Count the lines of the data that contain the string "backdrop", with case counting, and give only the number.

### Record set
>>>>>
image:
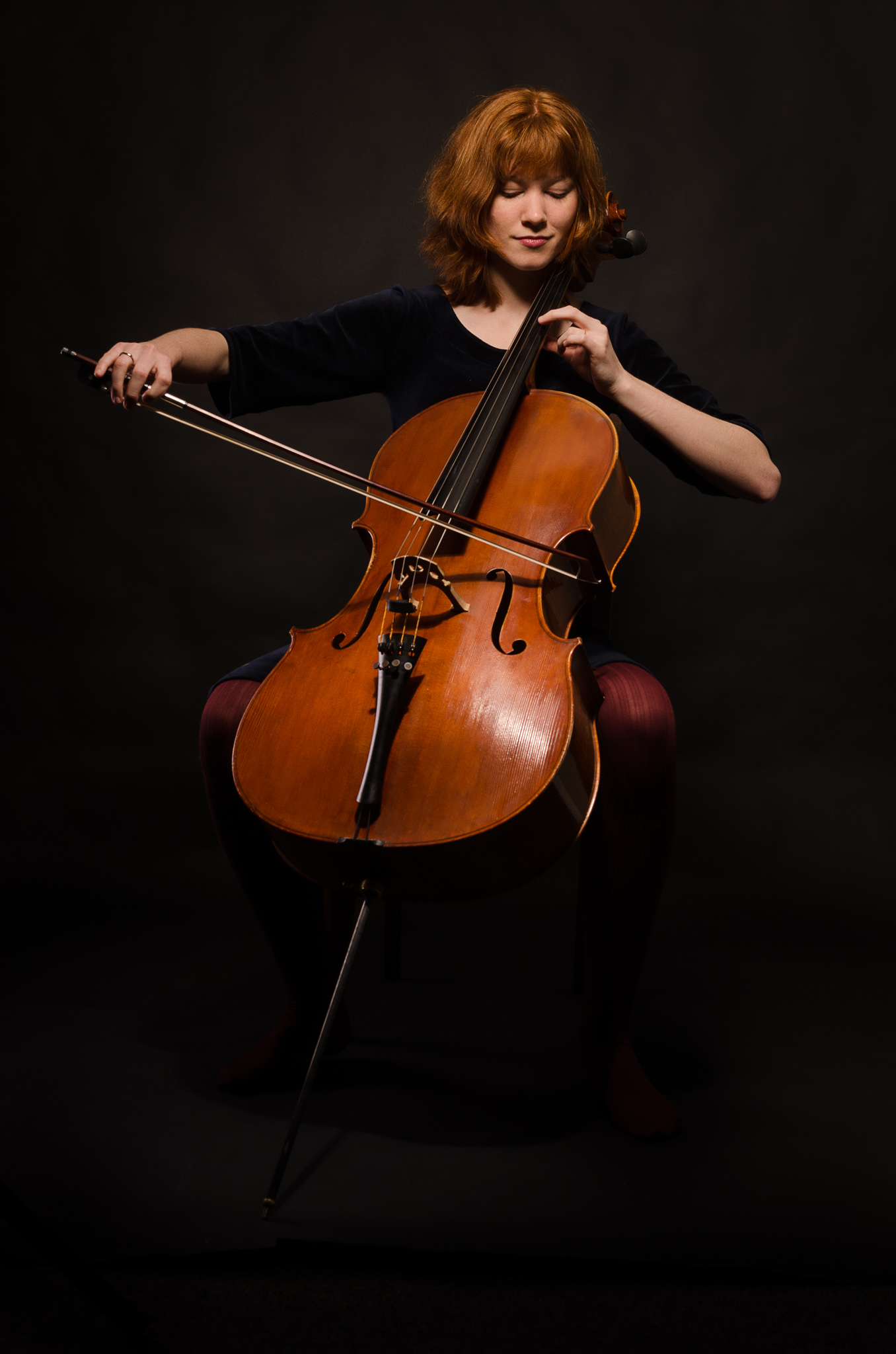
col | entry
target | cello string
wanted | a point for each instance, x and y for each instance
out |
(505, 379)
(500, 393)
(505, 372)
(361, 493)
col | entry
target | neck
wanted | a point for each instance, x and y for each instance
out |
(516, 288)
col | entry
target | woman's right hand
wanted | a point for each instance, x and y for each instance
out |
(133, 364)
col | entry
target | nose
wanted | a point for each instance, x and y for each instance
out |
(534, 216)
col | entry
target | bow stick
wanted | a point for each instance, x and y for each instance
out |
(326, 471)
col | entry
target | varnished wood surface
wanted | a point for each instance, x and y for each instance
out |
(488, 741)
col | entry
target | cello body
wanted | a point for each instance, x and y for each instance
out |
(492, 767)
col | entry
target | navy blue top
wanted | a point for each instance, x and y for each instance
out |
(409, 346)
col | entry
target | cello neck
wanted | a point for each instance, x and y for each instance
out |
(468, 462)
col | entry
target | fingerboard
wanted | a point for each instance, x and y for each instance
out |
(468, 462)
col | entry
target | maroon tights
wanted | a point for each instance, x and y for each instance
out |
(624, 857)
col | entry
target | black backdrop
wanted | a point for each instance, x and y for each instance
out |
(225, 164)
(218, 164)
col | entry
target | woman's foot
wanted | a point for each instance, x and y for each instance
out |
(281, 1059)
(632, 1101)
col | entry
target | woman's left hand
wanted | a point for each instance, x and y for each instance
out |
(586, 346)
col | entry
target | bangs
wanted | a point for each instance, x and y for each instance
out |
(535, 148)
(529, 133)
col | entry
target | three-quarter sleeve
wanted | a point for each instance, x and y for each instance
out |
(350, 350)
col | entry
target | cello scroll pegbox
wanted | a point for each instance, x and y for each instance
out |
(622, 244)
<<<<<
>>>>>
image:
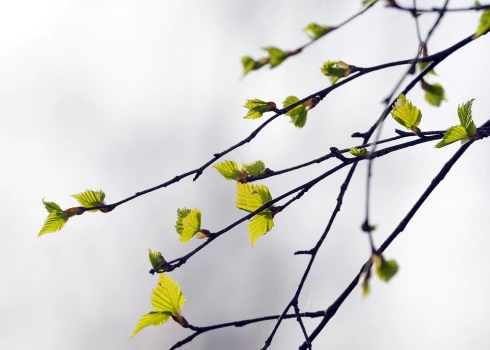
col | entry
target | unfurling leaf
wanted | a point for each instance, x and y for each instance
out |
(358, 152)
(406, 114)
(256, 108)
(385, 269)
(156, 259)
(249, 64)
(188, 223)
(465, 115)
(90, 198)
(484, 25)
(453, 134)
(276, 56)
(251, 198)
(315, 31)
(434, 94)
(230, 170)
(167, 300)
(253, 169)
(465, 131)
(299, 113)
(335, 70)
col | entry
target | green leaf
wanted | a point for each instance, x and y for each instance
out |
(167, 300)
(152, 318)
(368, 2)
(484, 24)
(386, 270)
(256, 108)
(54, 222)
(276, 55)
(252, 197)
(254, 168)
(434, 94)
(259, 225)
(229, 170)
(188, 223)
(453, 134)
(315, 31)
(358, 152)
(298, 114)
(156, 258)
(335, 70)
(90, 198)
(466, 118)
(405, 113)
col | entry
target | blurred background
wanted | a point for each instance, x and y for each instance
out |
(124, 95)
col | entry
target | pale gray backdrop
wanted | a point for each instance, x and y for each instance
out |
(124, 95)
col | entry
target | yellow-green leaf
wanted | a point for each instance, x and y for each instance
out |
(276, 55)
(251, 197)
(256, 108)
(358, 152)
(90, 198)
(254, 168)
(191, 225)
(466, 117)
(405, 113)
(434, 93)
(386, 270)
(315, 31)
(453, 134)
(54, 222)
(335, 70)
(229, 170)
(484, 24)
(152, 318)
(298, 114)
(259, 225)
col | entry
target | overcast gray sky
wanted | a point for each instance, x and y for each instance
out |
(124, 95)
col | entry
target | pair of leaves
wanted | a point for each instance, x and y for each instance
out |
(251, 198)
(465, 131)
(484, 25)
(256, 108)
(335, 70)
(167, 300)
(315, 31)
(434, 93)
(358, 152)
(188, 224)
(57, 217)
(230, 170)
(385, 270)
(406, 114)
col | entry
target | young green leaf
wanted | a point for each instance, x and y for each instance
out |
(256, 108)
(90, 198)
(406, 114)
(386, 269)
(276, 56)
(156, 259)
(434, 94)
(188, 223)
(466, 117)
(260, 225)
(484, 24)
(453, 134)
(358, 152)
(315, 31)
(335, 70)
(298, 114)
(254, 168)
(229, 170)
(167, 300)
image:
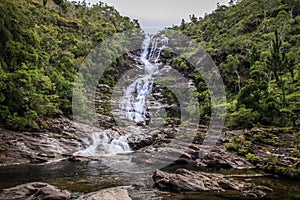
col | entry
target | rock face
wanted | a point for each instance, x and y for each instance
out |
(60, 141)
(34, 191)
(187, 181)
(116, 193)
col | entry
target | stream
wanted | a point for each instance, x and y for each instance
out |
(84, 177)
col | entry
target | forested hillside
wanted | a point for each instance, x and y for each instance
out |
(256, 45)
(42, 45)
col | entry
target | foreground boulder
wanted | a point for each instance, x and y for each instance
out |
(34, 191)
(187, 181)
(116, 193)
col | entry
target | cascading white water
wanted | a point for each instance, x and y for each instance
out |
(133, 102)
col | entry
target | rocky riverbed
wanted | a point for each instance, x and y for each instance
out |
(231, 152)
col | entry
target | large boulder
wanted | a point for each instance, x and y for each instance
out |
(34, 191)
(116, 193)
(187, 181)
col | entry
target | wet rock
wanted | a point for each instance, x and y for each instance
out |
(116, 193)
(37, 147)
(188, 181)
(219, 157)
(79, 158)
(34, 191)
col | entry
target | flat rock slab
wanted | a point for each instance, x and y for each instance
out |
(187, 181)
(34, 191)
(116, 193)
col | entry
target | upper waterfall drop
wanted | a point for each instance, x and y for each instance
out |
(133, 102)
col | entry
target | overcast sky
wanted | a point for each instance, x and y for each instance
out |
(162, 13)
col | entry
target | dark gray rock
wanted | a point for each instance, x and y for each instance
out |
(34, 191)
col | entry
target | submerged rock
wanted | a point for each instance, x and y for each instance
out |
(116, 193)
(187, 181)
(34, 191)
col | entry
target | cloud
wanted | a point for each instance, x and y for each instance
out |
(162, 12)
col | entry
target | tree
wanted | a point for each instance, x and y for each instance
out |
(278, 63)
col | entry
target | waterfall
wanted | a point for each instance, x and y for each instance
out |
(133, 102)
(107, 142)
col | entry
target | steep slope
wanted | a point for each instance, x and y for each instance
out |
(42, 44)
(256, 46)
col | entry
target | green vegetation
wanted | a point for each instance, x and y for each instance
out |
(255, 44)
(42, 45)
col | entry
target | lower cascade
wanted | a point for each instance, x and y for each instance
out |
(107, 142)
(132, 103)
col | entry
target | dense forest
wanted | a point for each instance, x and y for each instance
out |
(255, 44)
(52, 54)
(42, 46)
<<<<<
### Response to this task
2